#### READING PASSAGE:

====

# fragrance for wax or a glaze



## stolt (Aug 29, 2011)

hi all, what do you guys use to add the scent to the wax or glaze that you are making is just a case of using a essence and mixing it in, will the oils effect the wax when its on the car?

thanks


----------



## supervinnie40 (Jul 22, 2012)

Depens on your recipe (a bit), but the best performing are often the liquid chemical fragrances. But it helps if you just so happen to find a good working oil that has a nice scent to it.
In most cases an oil based fragrance works best. If you are homebrewing at the moment you might wanna have a look at candle-fragrances or soap-fragrances. They aren't as good as what the big wax manufacturers use, but still work fairly good.


----------



## stolt (Aug 29, 2011)

supervinnie40 said:


> Depens on your recipe (a bit), but the best performing are often the liquid chemical fragrances. But it helps if you just so happen to find a good working oil that has a nice scent to it.
> In most cases an oil based fragrance works best. If you are homebrewing at the moment you might wanna have a look at candle-fragrances or soap-fragrances. They aren't as good as what the big wax manufacturers use, but still work fairly good.


cheers yeah i was assuming it was some sort of candle oil fragrance that can be used... i'll try that... i wasnt sure how it would sit on the paint and whether it would evapourate or add a oil to the surface of the car when applied.

thanks


----------

====

Rows from a dataset for labeling boxes:
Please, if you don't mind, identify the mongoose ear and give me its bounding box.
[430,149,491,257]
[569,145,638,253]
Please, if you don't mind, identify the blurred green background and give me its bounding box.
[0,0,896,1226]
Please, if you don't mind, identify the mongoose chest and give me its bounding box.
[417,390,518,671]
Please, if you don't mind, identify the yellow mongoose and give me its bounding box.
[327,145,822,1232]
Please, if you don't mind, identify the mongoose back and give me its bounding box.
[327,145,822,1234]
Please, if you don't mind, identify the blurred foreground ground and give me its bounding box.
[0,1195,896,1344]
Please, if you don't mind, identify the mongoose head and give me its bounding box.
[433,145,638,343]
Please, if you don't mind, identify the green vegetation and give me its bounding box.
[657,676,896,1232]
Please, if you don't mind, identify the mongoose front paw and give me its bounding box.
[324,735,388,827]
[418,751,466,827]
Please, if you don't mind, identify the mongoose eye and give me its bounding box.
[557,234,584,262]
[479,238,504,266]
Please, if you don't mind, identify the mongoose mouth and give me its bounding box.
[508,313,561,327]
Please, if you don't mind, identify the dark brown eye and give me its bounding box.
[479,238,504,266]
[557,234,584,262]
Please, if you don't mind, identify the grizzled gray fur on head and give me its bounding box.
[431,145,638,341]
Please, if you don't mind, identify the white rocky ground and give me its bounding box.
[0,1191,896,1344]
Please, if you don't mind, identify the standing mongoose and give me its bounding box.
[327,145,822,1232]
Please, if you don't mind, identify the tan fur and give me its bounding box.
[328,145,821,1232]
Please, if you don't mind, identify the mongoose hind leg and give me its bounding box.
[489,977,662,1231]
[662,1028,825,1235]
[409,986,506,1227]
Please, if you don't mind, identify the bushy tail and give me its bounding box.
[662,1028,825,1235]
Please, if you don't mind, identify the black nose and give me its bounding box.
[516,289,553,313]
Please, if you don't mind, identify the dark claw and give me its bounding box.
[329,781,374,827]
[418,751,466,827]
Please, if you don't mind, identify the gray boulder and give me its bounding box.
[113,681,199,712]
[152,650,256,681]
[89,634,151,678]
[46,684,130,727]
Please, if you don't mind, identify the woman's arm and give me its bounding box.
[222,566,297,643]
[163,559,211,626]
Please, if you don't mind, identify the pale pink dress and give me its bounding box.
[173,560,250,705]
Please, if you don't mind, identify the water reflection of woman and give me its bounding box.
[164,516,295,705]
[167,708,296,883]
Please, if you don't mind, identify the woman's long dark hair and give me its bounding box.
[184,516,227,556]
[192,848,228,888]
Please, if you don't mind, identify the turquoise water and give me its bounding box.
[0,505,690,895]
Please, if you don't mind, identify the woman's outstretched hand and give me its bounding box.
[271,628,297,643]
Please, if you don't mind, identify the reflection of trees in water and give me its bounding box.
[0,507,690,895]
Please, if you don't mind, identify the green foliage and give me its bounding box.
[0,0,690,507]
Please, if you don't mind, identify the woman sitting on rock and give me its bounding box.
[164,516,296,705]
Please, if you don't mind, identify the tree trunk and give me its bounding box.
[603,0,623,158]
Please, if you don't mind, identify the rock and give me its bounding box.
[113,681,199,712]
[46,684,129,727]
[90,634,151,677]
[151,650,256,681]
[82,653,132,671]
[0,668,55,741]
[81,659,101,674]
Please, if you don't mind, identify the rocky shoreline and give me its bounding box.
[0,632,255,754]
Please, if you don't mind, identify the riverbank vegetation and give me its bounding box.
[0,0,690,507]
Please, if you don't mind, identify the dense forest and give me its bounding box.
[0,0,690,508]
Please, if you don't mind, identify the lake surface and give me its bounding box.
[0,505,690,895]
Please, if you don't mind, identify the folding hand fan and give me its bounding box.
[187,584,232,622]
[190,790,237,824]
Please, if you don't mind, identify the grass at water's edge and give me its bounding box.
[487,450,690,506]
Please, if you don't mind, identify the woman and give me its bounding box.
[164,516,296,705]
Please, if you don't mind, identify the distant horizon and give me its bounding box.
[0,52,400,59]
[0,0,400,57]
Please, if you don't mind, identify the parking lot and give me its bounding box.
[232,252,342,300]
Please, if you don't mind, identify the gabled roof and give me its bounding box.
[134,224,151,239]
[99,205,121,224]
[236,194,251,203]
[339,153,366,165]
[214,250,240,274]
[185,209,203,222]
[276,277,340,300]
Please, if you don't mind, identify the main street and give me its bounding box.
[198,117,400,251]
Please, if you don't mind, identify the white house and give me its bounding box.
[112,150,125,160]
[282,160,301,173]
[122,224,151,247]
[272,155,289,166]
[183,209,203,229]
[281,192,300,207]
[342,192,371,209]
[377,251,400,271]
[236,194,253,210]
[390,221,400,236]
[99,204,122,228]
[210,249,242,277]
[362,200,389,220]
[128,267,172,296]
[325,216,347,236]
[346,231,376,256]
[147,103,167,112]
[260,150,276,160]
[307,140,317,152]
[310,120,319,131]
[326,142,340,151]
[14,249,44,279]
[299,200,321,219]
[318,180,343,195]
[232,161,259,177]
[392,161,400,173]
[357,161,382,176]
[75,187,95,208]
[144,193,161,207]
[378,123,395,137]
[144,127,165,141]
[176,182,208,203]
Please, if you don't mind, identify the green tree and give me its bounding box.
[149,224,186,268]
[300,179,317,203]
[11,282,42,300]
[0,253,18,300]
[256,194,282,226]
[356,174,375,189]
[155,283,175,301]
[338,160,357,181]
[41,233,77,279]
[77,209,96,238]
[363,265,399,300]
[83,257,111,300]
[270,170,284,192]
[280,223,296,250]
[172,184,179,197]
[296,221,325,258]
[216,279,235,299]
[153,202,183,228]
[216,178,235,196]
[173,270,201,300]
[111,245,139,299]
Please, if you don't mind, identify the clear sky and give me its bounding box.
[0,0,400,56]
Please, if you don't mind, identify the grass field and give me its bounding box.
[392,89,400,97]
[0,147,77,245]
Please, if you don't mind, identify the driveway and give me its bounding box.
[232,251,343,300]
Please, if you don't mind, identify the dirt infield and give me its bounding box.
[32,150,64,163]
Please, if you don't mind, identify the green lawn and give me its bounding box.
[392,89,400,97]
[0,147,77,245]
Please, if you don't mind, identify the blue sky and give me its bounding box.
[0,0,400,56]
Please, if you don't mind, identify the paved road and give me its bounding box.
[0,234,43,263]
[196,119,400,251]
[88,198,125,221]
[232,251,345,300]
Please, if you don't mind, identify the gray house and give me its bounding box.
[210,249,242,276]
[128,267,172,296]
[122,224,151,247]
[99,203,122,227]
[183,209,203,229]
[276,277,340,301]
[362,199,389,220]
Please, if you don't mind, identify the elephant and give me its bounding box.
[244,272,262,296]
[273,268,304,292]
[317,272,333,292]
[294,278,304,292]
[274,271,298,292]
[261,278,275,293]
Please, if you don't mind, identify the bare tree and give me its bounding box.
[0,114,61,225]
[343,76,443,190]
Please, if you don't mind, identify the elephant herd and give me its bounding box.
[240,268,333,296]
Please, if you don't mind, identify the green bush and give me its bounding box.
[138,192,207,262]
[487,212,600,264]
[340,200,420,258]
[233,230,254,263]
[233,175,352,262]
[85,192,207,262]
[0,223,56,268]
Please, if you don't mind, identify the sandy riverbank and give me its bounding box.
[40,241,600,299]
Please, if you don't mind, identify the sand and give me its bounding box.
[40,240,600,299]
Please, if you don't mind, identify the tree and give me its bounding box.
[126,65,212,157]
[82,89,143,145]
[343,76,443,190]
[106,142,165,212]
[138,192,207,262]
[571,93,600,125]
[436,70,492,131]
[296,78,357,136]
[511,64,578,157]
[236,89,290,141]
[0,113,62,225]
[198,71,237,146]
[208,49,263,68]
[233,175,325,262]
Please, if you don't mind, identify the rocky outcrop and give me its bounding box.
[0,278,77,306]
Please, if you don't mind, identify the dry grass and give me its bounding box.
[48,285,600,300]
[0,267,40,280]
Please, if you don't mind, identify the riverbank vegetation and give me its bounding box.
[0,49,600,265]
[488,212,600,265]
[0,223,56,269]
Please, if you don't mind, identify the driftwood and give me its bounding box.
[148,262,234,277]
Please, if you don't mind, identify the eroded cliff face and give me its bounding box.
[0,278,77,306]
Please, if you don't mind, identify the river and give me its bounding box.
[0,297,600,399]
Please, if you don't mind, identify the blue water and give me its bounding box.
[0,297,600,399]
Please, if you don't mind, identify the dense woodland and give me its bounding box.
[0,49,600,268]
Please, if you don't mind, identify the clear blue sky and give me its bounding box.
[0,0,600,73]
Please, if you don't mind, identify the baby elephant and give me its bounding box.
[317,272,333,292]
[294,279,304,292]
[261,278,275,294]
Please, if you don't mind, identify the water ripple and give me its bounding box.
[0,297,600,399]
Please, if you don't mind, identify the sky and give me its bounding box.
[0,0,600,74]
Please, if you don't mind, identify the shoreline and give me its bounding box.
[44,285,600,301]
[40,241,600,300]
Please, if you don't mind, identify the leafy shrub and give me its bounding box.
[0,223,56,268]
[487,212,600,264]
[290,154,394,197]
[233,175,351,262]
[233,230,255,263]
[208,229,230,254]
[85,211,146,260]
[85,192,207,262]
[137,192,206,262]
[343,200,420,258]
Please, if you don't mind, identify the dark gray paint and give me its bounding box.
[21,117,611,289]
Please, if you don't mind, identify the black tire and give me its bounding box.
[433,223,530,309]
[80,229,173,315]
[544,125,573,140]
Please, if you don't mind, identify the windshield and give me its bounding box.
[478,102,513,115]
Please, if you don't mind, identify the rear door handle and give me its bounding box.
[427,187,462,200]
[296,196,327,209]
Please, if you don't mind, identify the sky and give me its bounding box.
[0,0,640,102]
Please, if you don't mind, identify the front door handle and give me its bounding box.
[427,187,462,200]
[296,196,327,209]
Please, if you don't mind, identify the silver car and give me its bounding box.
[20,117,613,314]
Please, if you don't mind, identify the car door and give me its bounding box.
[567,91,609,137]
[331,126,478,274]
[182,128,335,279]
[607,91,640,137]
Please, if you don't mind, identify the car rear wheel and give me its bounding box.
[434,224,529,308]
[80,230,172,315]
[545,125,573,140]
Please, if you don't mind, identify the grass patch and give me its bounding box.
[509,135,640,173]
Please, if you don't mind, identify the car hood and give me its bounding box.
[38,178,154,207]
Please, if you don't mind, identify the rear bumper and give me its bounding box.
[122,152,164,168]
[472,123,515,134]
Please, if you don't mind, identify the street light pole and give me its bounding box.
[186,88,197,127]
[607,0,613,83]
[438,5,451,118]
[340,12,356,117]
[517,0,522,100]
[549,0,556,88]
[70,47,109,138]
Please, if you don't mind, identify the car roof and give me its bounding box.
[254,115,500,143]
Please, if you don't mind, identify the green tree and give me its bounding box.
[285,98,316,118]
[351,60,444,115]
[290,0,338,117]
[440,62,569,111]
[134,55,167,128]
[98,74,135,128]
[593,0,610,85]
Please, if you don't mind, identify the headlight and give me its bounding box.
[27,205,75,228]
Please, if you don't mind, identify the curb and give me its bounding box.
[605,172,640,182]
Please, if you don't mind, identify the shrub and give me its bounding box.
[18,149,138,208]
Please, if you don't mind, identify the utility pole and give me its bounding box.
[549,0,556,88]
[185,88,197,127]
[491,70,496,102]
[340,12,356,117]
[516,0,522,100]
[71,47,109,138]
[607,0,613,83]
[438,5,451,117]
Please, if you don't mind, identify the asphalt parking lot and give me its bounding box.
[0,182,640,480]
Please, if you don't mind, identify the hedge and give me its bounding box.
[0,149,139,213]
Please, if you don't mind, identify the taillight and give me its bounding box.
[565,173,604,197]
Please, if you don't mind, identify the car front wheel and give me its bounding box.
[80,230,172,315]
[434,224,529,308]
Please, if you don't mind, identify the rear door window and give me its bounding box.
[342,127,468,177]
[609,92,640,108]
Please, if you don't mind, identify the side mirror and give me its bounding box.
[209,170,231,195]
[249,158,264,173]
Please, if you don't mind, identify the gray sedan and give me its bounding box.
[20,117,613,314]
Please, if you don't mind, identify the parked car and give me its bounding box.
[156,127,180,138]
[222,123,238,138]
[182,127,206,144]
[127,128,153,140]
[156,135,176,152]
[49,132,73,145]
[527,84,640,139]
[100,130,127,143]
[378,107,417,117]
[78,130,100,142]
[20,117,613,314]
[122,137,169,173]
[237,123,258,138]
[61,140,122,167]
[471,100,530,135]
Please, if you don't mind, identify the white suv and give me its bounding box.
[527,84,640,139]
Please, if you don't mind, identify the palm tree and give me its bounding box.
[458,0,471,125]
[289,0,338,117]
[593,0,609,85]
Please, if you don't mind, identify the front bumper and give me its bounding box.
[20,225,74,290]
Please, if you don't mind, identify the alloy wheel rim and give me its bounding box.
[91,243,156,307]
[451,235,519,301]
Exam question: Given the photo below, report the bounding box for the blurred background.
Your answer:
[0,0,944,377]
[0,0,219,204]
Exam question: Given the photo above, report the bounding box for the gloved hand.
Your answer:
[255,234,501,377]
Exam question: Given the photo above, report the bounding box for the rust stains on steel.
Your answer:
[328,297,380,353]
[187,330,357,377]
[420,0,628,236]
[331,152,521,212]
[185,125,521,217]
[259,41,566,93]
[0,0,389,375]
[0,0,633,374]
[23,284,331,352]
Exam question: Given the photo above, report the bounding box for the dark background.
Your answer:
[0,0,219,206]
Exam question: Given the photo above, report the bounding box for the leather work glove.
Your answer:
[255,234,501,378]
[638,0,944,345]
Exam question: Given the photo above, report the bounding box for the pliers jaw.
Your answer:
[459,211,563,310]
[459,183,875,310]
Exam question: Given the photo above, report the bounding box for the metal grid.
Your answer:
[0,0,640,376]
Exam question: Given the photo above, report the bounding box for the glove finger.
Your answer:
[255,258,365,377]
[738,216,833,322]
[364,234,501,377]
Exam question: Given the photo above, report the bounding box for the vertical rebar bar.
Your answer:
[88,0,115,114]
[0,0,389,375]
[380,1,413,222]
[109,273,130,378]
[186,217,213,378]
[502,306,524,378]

====

#### WRITTEN INSTRUCTION:
Edit the wax fragrance thread from the words "cheers yeah i" through "car when applied.", changing "paint" to "bodywork". The records have nothing to do with this.

#### THE REPLY:
cheers yeah i was assuming it was some sort of candle oil fragrance that can be used... i'll try that... i wasnt sure how it would sit on the bodywork and whether it would evapourate or add a oil to the surface of the car when applied.